[begin DATA LINES]

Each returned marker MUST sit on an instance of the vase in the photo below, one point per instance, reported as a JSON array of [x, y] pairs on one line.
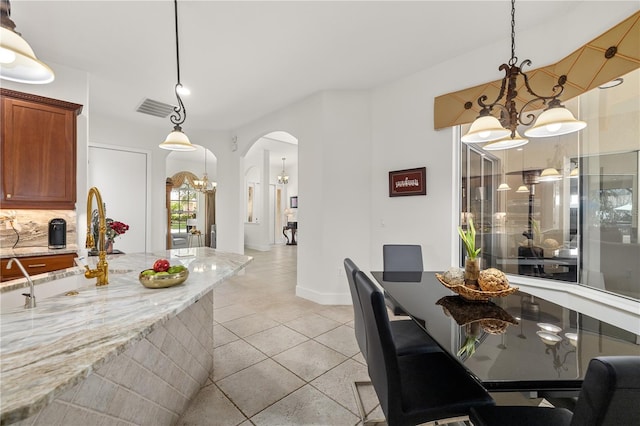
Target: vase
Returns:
[[471, 272]]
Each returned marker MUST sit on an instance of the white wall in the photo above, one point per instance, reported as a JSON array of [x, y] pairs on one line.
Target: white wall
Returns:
[[337, 145], [72, 86], [333, 132], [348, 141]]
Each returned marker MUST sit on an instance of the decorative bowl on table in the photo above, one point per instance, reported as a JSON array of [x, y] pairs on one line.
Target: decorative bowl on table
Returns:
[[162, 280], [468, 293]]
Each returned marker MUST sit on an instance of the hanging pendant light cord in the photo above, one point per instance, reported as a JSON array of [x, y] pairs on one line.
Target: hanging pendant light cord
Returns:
[[514, 59], [179, 112]]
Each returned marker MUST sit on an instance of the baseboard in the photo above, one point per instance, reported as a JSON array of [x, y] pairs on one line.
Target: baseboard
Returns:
[[324, 298], [259, 247]]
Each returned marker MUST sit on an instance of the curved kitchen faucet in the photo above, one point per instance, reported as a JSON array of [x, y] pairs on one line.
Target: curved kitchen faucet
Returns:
[[29, 299]]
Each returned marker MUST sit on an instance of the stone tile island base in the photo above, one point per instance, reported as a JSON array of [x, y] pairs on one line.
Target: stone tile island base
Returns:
[[150, 383]]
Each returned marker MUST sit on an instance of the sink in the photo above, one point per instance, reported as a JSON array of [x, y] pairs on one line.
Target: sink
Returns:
[[14, 299]]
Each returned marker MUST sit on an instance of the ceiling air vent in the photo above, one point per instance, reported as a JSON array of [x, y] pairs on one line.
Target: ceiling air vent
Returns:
[[155, 108]]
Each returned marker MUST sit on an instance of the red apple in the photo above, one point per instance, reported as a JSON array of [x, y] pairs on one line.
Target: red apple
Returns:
[[161, 265]]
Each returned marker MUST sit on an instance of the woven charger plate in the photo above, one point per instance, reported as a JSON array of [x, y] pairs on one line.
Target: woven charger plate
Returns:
[[471, 294]]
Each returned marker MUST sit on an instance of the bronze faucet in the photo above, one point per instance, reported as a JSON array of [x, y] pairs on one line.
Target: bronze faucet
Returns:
[[102, 269]]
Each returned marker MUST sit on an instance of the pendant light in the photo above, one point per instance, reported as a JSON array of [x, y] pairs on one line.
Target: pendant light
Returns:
[[203, 185], [283, 178], [504, 186], [555, 120], [18, 62], [177, 140], [550, 174], [507, 142]]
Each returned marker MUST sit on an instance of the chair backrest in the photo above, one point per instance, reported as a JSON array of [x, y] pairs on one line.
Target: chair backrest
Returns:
[[610, 393], [382, 360], [358, 319], [402, 257]]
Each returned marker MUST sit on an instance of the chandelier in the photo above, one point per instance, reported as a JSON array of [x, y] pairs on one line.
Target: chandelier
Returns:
[[555, 120], [204, 185], [177, 140], [283, 178], [17, 60]]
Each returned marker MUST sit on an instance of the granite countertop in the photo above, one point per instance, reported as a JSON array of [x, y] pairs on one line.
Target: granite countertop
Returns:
[[46, 350], [7, 252]]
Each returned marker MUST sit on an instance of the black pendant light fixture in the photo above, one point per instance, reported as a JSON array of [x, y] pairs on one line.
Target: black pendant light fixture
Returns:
[[17, 61], [177, 140], [555, 120]]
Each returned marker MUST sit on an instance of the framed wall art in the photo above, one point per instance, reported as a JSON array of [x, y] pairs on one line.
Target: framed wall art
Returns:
[[408, 182]]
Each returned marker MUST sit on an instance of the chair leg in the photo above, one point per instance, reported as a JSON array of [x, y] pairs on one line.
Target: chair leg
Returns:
[[363, 415], [460, 419]]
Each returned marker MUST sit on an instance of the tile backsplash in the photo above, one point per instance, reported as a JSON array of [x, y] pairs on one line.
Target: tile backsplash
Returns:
[[33, 227]]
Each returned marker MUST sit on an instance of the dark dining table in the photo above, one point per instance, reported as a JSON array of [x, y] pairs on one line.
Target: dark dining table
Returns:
[[520, 342]]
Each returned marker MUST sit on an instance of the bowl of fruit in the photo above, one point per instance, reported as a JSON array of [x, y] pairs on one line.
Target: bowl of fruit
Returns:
[[163, 275]]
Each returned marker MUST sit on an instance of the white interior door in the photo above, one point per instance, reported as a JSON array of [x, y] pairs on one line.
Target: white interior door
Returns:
[[121, 177]]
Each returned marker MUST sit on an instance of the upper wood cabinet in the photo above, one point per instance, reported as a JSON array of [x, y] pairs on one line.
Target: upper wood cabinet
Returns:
[[37, 151]]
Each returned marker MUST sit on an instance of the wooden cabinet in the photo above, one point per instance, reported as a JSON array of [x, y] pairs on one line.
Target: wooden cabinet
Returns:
[[36, 265], [37, 151]]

[end DATA LINES]

**PROBLEM TO WORK ON:**
Reproduce the lines that run from the start of the records through the line containing "[[471, 272]]", with both ends included. Leave the pictures out of your copy.

**SOLUTION TO THIS PROBLEM:**
Each returned marker MUST sit on an instance of the vase in the photo below, one point per instance, reported as a JSON array of [x, y] pairs on one line.
Target: vase
Returns:
[[471, 272]]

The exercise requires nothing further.